What you need to do -
Update the records below by writing them out again with every "palm" changed to "banana" and everything else left the same.

Listed records -
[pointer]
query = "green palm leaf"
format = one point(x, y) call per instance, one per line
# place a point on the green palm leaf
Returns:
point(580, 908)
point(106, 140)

In response -
[pointer]
query = "green banana leaf"
format = one point(x, y) call per instance, one per line
# place a point on the green banana leaf
Returns:
point(580, 908)
point(106, 140)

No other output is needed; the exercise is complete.